━━━━━ Passage shown
Replace with RegEx

Description

Transforms strings in a [OBJ,STRING] input using a regular expression replacement.

Input

  • SOURCE [OBJ,STRING]: a 2-column input with an object-string pair. Typically obtained with the Extract string block

Output

  • RESULT [OBJ,STRING]: the pairs from SOURCE, where the string has been modified
  • STRINGS [STRING]: the modified strings, without the object they were paired to

Parameters

  • Pattern RegEx: the regular expression to use for the match in SOURCE.
  • Replacement RegEx: the regular expression to use for the replacement in RESULT.
  • Occurrences:
    • First: replace only the first occurrence in each string in input
    • All: replace all the occurrences in each string in input
  • Case-sensitive: if set to false, upper/lower case is ignored

Output scores can be aggregated and/or normalized.

Regular Expressions

Regular expressions are internally evaluated by a PCRE engine. For a syntax reference, see this page. For a 1-page syntax reference, see this cheat-sheet.

Some of the Most Common Questions and Mistakes

  • Regular expressions are different from glob patterns using wildcards. In particular, * does NOT mean "anything", .* does.
  • All special characters (. * + ? | \ ( ) [ ] ^ $) must be escaped (prefixed with \) when they are meant literally, in the Pattern RegEx. They are always meant literally (thus, no escaping!) in the Replacent RegEx (except group references, see below)
  • Capturing groups are indicated by parentheses, and back-references by either \n or $n, with n being the n-th group in the pattern.
  • Parentheses can also be used to group sub-expressions together, for example in choices: (one|two|three). To use parentheses only for grouping and not capturing, use the ?: prefix, as in (?:one|two|three).
  • ^ indicates the beginning of an input text, or negation when used inside a multiple choice (e.g., [^\d-_]). $ indicates the end of an input text.
  • \b indicates a word-boundary (spaces, punctuation, etc.).

Examples

  • Normalize spaces (with Occurrences = All)
    • Pattern RegEx: \s+
    • Replacement RegEx: (a single space)
  • Turn Smith, John into John Smith:
    • Pattern RegEx: ^([^,]+)\s*,\s*(.+)$
    • Replacement RegEx: $2 $1
  • Extract any day of the week (with Case-sensitive = false):
    • Pattern RegEx: .*\b((?:mon|tue|wednes|thurs|fri|sat|sun)day)\b.*
    • Replacement RegEx: $1
━━━━━━━━━━
━━━━━ Recorded data
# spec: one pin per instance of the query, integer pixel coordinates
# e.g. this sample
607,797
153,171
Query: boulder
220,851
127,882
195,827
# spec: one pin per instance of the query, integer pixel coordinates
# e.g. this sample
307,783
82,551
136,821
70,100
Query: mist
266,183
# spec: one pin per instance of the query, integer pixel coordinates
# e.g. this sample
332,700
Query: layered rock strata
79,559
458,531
━━━━━━━━━━
■ Required work:
**A)** Rewrite the part of the Replace with RegEx page that opens with the words containing "Regular expressions are internally" and closes with "references, see below)", putting "shell patterns" wherever "glob patterns" appears.
**B)** Lay out every line of the listing as a Markdown table with the columns Num and Content: Num holds the row number and Content holds the line. Leave out blank lines.

■ Task-by-task answers:
**A)**
Regular expressions are internally evaluated by a PCRE engine. For a syntax reference, see this page. For a 1-page syntax reference, see this cheat-sheet.

Some of the Most Common Questions and Mistakes

  • Regular expressions are different from shell patterns using wildcards. In particular, * does NOT mean "anything", .* does.
  • All special characters (. * + ? | \ ( ) [ ] ^ $) must be escaped (prefixed with \) when they are meant literally, in the Pattern RegEx. They are always meant literally (thus, no escaping!) in the Replacent RegEx (except group references, see below)

**B)**
| Num | Content |
|---|---|
| 1 | # spec: one pin per instance of the query, integer pixel coordinates |
| 2 | # e.g. this sample |
| 3 | 607,797 |
| 4 | 153,171 |
| 5 | Query: boulder |
| 6 | 220,851 |
| 7 | 127,882 |
| 8 | 195,827 |
| 9 | # spec: one pin per instance of the query, integer pixel coordinates |
| 10 | # e.g. this sample |
| 11 | 307,783 |
| 12 | 82,551 |
| 13 | 136,821 |
| 14 | 70,100 |
| 15 | Query: mist |
| 16 | 266,183 |
| 17 | # spec: one pin per instance of the query, integer pixel coordinates |
| 18 | # e.g. this sample |
| 19 | 332,700 |
| 20 | Query: layered rock strata |
| 21 | 79,559 |
| 22 | 458,531 |